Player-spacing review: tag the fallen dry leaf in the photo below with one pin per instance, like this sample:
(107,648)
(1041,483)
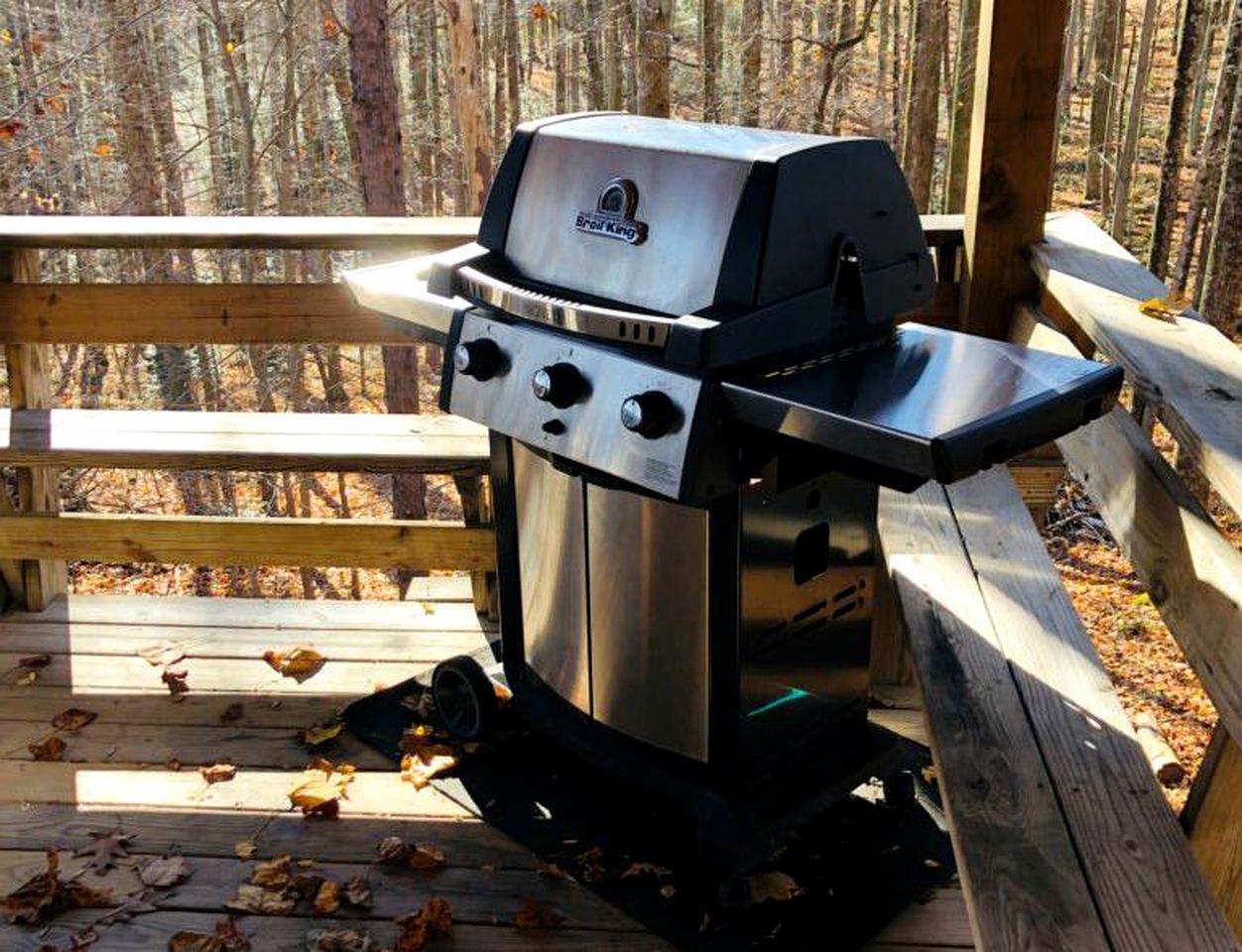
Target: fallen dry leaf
━━━━━━
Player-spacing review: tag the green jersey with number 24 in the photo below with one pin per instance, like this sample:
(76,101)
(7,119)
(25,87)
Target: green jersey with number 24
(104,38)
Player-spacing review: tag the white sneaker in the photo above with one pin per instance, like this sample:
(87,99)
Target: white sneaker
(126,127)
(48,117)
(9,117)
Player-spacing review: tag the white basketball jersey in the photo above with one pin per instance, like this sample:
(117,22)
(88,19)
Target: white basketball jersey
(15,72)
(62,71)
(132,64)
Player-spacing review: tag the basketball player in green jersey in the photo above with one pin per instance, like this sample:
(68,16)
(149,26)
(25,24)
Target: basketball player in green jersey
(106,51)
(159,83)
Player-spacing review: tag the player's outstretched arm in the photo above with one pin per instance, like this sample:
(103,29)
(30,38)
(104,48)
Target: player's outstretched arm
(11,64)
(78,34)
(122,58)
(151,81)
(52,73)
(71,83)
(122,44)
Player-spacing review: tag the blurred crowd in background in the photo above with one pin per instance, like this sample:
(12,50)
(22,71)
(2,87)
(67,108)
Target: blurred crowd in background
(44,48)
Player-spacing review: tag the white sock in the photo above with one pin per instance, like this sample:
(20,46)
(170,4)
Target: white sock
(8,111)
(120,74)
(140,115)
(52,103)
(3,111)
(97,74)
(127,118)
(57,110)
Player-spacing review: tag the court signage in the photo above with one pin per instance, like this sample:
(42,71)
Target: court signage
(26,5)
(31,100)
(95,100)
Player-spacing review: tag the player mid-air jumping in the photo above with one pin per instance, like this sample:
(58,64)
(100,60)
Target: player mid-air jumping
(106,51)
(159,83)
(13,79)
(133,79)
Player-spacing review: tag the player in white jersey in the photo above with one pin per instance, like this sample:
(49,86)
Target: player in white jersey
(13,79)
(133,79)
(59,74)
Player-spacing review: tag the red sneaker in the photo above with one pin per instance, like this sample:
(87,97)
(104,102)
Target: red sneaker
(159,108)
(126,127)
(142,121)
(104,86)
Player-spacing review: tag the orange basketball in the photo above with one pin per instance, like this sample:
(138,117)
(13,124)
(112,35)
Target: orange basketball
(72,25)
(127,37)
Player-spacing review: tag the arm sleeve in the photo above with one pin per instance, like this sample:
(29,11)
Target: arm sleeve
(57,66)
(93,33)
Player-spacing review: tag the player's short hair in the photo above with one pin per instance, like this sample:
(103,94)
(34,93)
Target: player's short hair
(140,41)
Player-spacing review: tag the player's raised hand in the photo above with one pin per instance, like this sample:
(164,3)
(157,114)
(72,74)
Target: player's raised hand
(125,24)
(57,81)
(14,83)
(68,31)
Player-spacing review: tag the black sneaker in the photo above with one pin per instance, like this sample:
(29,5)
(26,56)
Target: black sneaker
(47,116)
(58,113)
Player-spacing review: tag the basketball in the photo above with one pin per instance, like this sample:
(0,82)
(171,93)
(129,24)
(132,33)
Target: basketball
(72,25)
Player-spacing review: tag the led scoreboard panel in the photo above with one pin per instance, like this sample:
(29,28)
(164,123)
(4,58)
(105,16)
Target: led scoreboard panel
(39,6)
━━━━━━
◆ Required task
Please extract the lines of the records above, beginning at the line that contains "Player-spacing review: tag the fallen" and stopping after the line that contains "Target: fallen dry leaf". Reproduce them word for word and leave the picture out.

◆ Exercise answer
Player-spacing review: tag the fallen dry leaf in the photo below with one pin per instance, like this sample:
(107,648)
(1041,483)
Target: fallen dry leaf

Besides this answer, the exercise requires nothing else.